▶ [REQUIREMENT] Continue the opinion piece below on Republican support for aid to Ukraine from the point where it stops.

▶ [DOCUMENT SEGMENT]

========================================

Why it’s important to continue our support for Ukraine/Russian victory in Ukraine would give comfort and confidence to those who hate America
Michael R. Pompeo/Aaron MacLean/Fox News/September 22, 2023
As House GOP opposition to the latest proposed supplemental support for Ukraine shows, Republican support for aid to Ukraine as it fights naked Russian aggression on its territory continues to weaken. This is a dangerous trend – and some Republicans don’t appreciate the strategic and political risks they are taking.
Diminishing Republican support for Ukraine is rooted in skepticism of President Biden’s leadership on this matter. Such skepticism is warranted.
In the year that transpired between Biden’s inauguration and Putin’s invasion, this administration appeased Russia on energy policy, arms control policy, and on Ukraine. Its withdrawal from Afghanistan telegraphed profound weakness and unseriousness. The president even suggested he could tolerate a “minor incursion” by Russia in Ukraine.
A major invasion is what he in effect greenlit. As it began, the same intelligence agencies that failed to predict the speed of the Taliban victory in Afghanistan confidently asserted that Putin would take Kyiv in a matter of days, and so this administration withdrew our diplomats and prepared to accept another defeat.
As it became obvious the Ukrainians would fight, the administration grudgingly came around to providing them with support. Unnecessary debates – most recently regarding ATACMS missiles – over whether providing this or that kind of weapon would further provoke the Russians have weakened the impact of assistance at each stage. The result in Ukraine has been stalemate.
Why Republicans would survey this record and attack President Biden for being too strong is mysterious to us.

========================================

▶ [GIVEN RECORDS]

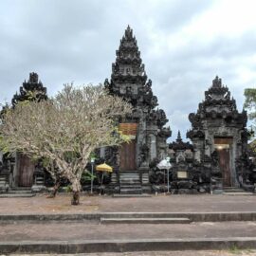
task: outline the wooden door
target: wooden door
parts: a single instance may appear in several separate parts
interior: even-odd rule
[[[33,185],[33,174],[35,165],[31,159],[25,155],[19,157],[19,186],[31,187]]]
[[[219,165],[222,171],[223,186],[231,187],[231,175],[229,167],[229,148],[219,149]]]
[[[120,146],[120,170],[136,170],[136,139]]]

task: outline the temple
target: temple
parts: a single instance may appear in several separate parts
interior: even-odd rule
[[[235,100],[220,78],[212,81],[198,110],[189,115],[192,128],[187,137],[191,142],[184,142],[178,132],[176,139],[167,143],[172,135],[166,126],[168,119],[164,110],[157,107],[152,81],[148,80],[129,26],[104,87],[109,94],[121,97],[133,106],[132,114],[117,123],[119,132],[129,136],[131,141],[97,150],[96,164],[106,162],[114,171],[103,179],[103,188],[95,183],[96,190],[118,194],[156,193],[166,192],[167,186],[172,193],[219,193],[230,188],[254,191],[256,169],[249,159],[247,112],[238,112]],[[18,101],[45,100],[46,88],[36,73],[30,73],[9,107],[15,108]],[[168,177],[167,172],[158,168],[163,159],[172,164]],[[2,155],[0,160],[2,192],[52,186],[42,165],[22,154]],[[91,168],[88,165],[88,170]],[[82,184],[82,188],[88,191],[90,183]]]
[[[111,81],[106,80],[104,84],[110,94],[122,97],[134,107],[133,114],[119,122],[119,130],[130,136],[131,142],[117,149],[119,157],[109,162],[116,167],[113,177],[118,190],[121,193],[150,190],[149,165],[155,158],[167,156],[166,139],[171,130],[164,126],[168,122],[165,112],[155,108],[157,98],[153,94],[152,81],[147,80],[137,40],[129,26],[117,50],[116,63],[112,64]]]
[[[220,78],[205,92],[205,101],[196,113],[191,113],[192,140],[194,160],[203,167],[202,174],[210,190],[236,187],[248,189],[254,182],[248,159],[246,111],[238,112],[229,88]],[[207,171],[208,170],[208,171]],[[208,174],[204,174],[208,172]]]

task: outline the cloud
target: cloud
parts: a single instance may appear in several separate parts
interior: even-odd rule
[[[255,7],[250,0],[1,0],[0,101],[32,71],[49,95],[65,82],[102,82],[130,24],[172,139],[178,129],[185,138],[187,117],[215,75],[239,110],[244,89],[255,86]]]

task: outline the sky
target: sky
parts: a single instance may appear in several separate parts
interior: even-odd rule
[[[1,0],[0,102],[30,72],[54,96],[64,83],[111,76],[125,28],[133,28],[153,92],[176,138],[191,129],[216,75],[242,111],[256,86],[254,0]]]

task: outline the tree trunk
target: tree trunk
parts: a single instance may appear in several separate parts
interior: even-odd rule
[[[54,197],[56,197],[56,193],[57,193],[57,192],[58,192],[60,186],[61,186],[61,180],[58,179],[58,180],[55,182],[55,185],[54,185],[54,187],[53,187],[53,191],[50,192],[50,194],[47,196],[47,198],[54,198]]]
[[[71,198],[71,205],[77,206],[80,204],[80,192],[73,192],[73,196]]]

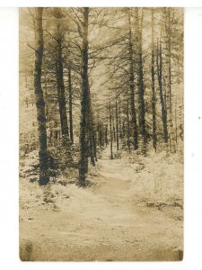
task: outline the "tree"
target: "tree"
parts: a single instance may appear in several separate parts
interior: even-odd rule
[[[152,76],[152,113],[153,113],[153,147],[156,152],[156,121],[155,121],[155,77],[154,77],[154,8],[152,13],[152,65],[151,65],[151,76]]]
[[[87,143],[87,114],[89,104],[88,82],[88,20],[89,7],[83,8],[83,44],[82,44],[82,100],[80,122],[80,160],[79,160],[79,185],[86,185],[86,173],[88,167]]]
[[[137,133],[137,127],[136,127],[136,107],[135,107],[134,56],[133,56],[132,32],[131,32],[129,8],[127,9],[127,19],[128,19],[130,109],[131,109],[132,125],[133,125],[134,149],[136,150],[138,148],[138,133]]]
[[[35,62],[34,62],[34,93],[37,106],[37,122],[39,131],[40,184],[49,182],[47,153],[46,111],[41,88],[41,67],[43,58],[43,8],[35,8]]]

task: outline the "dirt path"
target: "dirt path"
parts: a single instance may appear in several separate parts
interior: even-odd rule
[[[179,260],[181,221],[137,204],[136,194],[130,192],[129,167],[121,162],[109,160],[106,149],[95,176],[96,185],[86,190],[75,187],[75,197],[66,196],[51,207],[51,203],[48,206],[37,201],[35,208],[23,209],[22,258]]]

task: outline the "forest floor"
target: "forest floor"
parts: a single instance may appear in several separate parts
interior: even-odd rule
[[[166,152],[110,160],[105,148],[85,189],[21,177],[21,258],[180,260],[182,164]]]

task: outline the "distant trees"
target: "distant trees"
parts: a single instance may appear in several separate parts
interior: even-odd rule
[[[111,159],[122,150],[145,156],[150,145],[175,153],[182,129],[180,12],[48,8],[43,28],[42,13],[26,9],[31,34],[22,53],[26,89],[34,81],[40,184],[49,181],[48,150],[66,166],[76,164],[83,187],[89,161],[95,166],[106,146]]]

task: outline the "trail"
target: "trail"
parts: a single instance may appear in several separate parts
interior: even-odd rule
[[[138,204],[131,192],[136,174],[122,159],[110,160],[108,148],[99,164],[96,185],[75,188],[75,197],[58,201],[55,211],[40,203],[22,212],[23,256],[29,260],[179,260],[181,221]]]

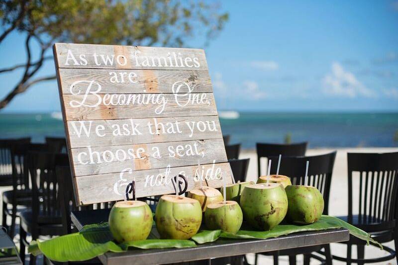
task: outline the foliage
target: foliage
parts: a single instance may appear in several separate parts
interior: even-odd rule
[[[117,245],[112,241],[107,223],[86,226],[79,233],[54,238],[46,241],[33,241],[29,252],[34,255],[44,254],[51,260],[58,262],[82,261],[90,260],[107,251],[121,252],[130,248],[141,249],[167,248],[191,248],[198,244],[212,242],[220,237],[239,239],[266,239],[293,233],[345,228],[350,234],[359,239],[382,246],[372,239],[367,233],[332,216],[322,215],[315,223],[306,225],[279,225],[268,231],[251,231],[243,228],[236,234],[221,230],[202,230],[192,237],[192,240],[158,239],[156,233],[151,233],[150,239],[132,241]],[[195,241],[195,242],[194,242]]]
[[[181,47],[194,35],[204,35],[206,41],[216,36],[228,18],[219,9],[216,4],[178,0],[0,0],[0,44],[13,31],[25,33],[27,55],[25,63],[0,69],[24,69],[0,109],[32,85],[55,78],[32,78],[52,58],[48,54],[55,42]],[[40,49],[36,60],[33,41]]]
[[[285,135],[284,142],[285,144],[292,143],[292,133],[288,133]]]

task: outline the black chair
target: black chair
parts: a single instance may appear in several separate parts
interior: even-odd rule
[[[29,150],[47,151],[43,144],[17,144],[11,148],[11,164],[12,171],[12,190],[2,193],[3,226],[7,228],[8,236],[13,238],[15,221],[18,216],[18,208],[26,208],[31,204],[32,190],[29,181],[27,154]],[[10,209],[9,206],[11,205]],[[11,224],[7,224],[7,217],[11,217]]]
[[[240,144],[226,146],[225,152],[227,154],[227,159],[239,159]]]
[[[73,193],[73,184],[72,178],[71,176],[70,167],[67,166],[59,166],[55,168],[55,173],[57,176],[57,181],[58,186],[62,188],[58,189],[58,196],[59,197],[60,207],[61,210],[61,216],[62,223],[62,232],[61,235],[68,235],[71,233],[77,232],[77,229],[72,225],[71,219],[71,212],[72,211],[81,211],[90,210],[94,208],[94,205],[86,205],[84,206],[77,206]],[[108,204],[104,203],[107,205]],[[97,207],[100,209],[100,204],[96,204]],[[46,258],[47,259],[47,258]],[[61,263],[47,260],[47,263],[52,264],[60,264]],[[82,264],[82,262],[68,262],[64,263],[63,264]],[[98,258],[95,258],[89,261],[85,261],[84,264],[101,264]]]
[[[68,149],[66,138],[64,137],[46,137],[46,143],[50,146],[50,152],[66,154]]]
[[[12,185],[11,148],[15,144],[30,142],[30,138],[0,140],[0,186]]]
[[[109,202],[78,206],[74,195],[70,168],[67,166],[57,166],[56,174],[58,185],[62,187],[62,188],[58,190],[62,223],[62,235],[77,232],[77,230],[72,223],[71,212],[94,209],[108,209],[111,208],[115,203],[115,202]]]
[[[68,166],[66,154],[47,152],[29,152],[28,165],[32,183],[31,209],[20,214],[19,224],[20,254],[25,260],[25,249],[29,246],[26,234],[29,233],[32,240],[40,235],[58,236],[63,233],[60,211],[56,166]],[[34,264],[36,257],[30,255],[30,264]]]
[[[324,214],[328,214],[328,212],[330,183],[336,154],[335,151],[325,155],[310,157],[282,157],[281,160],[279,174],[290,177],[292,183],[294,185],[304,184],[306,162],[309,162],[308,184],[316,187],[322,193],[325,202]],[[276,169],[279,156],[270,156],[269,158],[272,160],[271,169]],[[325,260],[312,253],[320,251],[322,248],[325,249],[325,252],[322,254],[324,255]],[[274,264],[278,264],[278,257],[280,256],[289,256],[290,264],[296,264],[296,256],[299,254],[304,255],[304,265],[309,264],[311,258],[326,264],[332,264],[329,244],[291,249],[266,253],[265,254],[274,256]],[[257,255],[256,258],[257,261]]]
[[[362,265],[383,262],[397,257],[398,238],[396,237],[396,215],[398,152],[385,154],[347,154],[348,170],[348,215],[339,218],[370,233],[380,243],[395,241],[396,251],[384,246],[389,255],[364,259],[366,242],[353,237],[342,242],[347,244],[347,258],[333,256],[338,261]],[[353,181],[356,179],[357,181]],[[355,185],[354,185],[355,184]],[[358,190],[358,212],[353,210],[353,190]],[[371,243],[372,244],[372,243]],[[358,259],[351,258],[353,245],[357,246]],[[398,257],[397,257],[398,261]]]
[[[228,160],[231,170],[233,174],[235,182],[243,182],[246,181],[247,170],[249,169],[249,162],[250,159],[231,159]]]
[[[261,176],[260,160],[264,157],[269,159],[271,156],[298,157],[305,155],[308,143],[298,143],[290,144],[267,144],[257,143],[256,150],[257,152],[257,174]]]
[[[231,139],[230,135],[223,135],[222,140],[224,141],[224,145],[226,146],[229,144],[229,140]]]

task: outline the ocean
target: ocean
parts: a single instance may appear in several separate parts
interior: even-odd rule
[[[283,143],[287,135],[293,142],[308,141],[310,148],[398,146],[398,112],[243,112],[232,118],[220,118],[223,134],[245,149]],[[64,135],[60,113],[0,114],[1,138],[30,136],[42,142],[46,136]]]

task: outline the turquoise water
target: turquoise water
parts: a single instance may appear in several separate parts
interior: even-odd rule
[[[311,147],[393,147],[398,113],[243,113],[238,119],[220,119],[231,143],[252,148],[257,142],[282,143],[287,134],[294,142],[308,141]],[[0,138],[64,135],[62,120],[51,114],[0,114]]]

========================================

▶ [TASK RESPONSE]
No one knows when and how the war in Ukraine – or this phase of the war in Ukraine – will end. But any outcome that plausibly constitutes a victory for Russia would be catastrophic for American security.
A Russian victory would raise the chances of expanded war in Europe, with Putin contemplating the seizure of more lost elements of the Russian empire, whether in whatever is left of Ukraine or beyond. It would be taken as proof by the Chinese Communists eyeing Taiwan that America is unserious, making a war in the Pacific more likely.
In general, a Russian victory would give comfort and confidence to those who hate America, not just in Moscow and Beijing, but also in Tehran and Pyongyang. Putin’s recent summit meeting with Kim – the North Korean dictator’s first foreign trip in four years – is the latest indication of a solidifying Eurasian axis hostile to America’s interests and those of our friends.
Our friends, including in places like Canberra, Tokyo, Seoul and Taipei, all of whom support Ukraine with aid, would rightly see our abandonment of Kyiv as notice that they are on their own.
The Republican Party won the Cold War and earned the trust of generations of Americans by pressing the case that freedom and prosperity at home are linked to the security of Europe and Asia.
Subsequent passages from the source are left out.